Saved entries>
******

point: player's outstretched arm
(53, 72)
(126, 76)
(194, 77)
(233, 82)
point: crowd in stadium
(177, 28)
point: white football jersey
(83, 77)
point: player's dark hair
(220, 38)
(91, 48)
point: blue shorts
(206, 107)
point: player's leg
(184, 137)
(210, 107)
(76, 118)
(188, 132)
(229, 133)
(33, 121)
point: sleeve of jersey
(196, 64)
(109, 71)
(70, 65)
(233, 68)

******

EXERCISE DETAILS> Retype the lines above without any changes.

SOLUTION>
point: player's outstretched arm
(53, 72)
(126, 76)
(194, 77)
(233, 82)
point: crowd in stadium
(177, 28)
point: white football jersey
(83, 77)
point: player's dark hair
(220, 38)
(91, 48)
point: blue shorts
(206, 107)
point: player's leg
(184, 137)
(210, 107)
(76, 118)
(188, 132)
(229, 133)
(33, 121)
point: sleeve of jersey
(196, 64)
(109, 71)
(70, 65)
(233, 68)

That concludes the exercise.